**Required task**: Transcribe the records in full, keeping every character as it is.

╭─ Supplied information

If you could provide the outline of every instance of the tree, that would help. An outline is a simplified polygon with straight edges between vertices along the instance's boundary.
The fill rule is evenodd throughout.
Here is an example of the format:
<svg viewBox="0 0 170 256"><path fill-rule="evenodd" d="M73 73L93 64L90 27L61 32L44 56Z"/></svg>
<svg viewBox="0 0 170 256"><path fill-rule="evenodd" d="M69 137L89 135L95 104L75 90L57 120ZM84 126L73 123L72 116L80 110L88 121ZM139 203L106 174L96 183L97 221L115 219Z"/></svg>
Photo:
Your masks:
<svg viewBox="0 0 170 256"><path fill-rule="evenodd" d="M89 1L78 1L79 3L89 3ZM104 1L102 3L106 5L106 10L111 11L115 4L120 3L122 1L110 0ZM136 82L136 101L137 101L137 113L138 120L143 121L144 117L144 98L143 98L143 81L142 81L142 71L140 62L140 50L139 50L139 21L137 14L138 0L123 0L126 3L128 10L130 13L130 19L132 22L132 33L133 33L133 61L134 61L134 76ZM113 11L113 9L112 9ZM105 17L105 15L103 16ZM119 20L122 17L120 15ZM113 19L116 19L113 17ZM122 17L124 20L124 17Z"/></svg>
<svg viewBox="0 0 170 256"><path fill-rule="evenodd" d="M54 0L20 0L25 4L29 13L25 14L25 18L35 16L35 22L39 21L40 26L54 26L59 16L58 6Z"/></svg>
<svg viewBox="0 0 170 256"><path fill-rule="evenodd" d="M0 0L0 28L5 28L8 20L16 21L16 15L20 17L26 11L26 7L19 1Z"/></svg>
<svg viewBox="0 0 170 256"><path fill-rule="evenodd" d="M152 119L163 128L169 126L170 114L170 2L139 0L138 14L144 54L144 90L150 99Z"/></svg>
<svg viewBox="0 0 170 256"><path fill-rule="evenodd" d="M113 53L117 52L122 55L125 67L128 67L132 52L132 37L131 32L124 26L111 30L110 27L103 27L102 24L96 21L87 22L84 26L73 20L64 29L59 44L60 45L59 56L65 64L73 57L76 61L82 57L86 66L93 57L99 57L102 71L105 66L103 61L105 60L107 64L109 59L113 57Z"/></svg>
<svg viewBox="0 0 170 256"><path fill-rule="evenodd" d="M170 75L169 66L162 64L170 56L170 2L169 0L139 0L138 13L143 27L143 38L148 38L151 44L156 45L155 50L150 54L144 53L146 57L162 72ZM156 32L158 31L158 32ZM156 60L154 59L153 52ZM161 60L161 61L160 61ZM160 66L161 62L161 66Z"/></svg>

╰─

**The answer**:
If you could provide the outline of every instance of the tree, that would help. An outline is a simplified polygon with straight edges between vertices along the instance's boundary.
The fill rule is evenodd throughout.
Here is an example of the format:
<svg viewBox="0 0 170 256"><path fill-rule="evenodd" d="M73 73L93 64L90 27L61 32L44 56Z"/></svg>
<svg viewBox="0 0 170 256"><path fill-rule="evenodd" d="M69 137L89 135L95 104L75 90L57 120ZM84 126L73 123L72 116L80 110L88 121ZM139 203L106 174L96 183L97 221L115 219Z"/></svg>
Photo:
Your masks:
<svg viewBox="0 0 170 256"><path fill-rule="evenodd" d="M89 1L78 1L79 3L89 3ZM104 1L102 3L106 5L106 10L111 11L115 4L120 3L122 1L110 0ZM136 82L136 101L137 101L137 113L138 120L143 121L144 117L144 98L143 98L143 81L142 81L142 71L140 62L140 50L139 50L139 21L137 14L138 0L123 0L126 3L128 10L130 13L130 19L132 22L132 33L133 33L133 61L134 61L134 76ZM113 11L113 9L112 9ZM105 17L105 15L103 16ZM119 20L122 17L120 15ZM113 19L116 19L113 17ZM122 17L124 20L124 17Z"/></svg>
<svg viewBox="0 0 170 256"><path fill-rule="evenodd" d="M54 0L20 0L25 4L29 13L25 14L25 18L35 16L35 22L39 21L40 26L54 26L59 16L58 6Z"/></svg>
<svg viewBox="0 0 170 256"><path fill-rule="evenodd" d="M0 0L0 28L5 28L8 20L16 21L16 15L20 17L26 11L26 7L19 1Z"/></svg>
<svg viewBox="0 0 170 256"><path fill-rule="evenodd" d="M152 119L163 128L169 126L170 114L170 2L139 0L138 14L144 54L144 90L150 99Z"/></svg>
<svg viewBox="0 0 170 256"><path fill-rule="evenodd" d="M113 53L117 52L122 55L125 67L128 67L132 52L132 37L131 32L124 26L111 30L110 27L103 27L102 24L96 21L87 22L84 26L73 20L64 29L59 44L60 45L59 56L65 64L73 57L76 61L82 57L86 66L93 57L99 57L102 71L105 66L103 61L105 60L107 64L109 59L113 57Z"/></svg>
<svg viewBox="0 0 170 256"><path fill-rule="evenodd" d="M170 75L169 66L162 64L170 56L170 2L169 0L139 0L138 13L143 27L143 38L148 38L151 44L156 45L155 50L150 54L144 53L146 57L162 72ZM156 32L158 31L158 32ZM156 60L154 59L153 52ZM161 60L161 61L160 61ZM160 66L161 62L161 66Z"/></svg>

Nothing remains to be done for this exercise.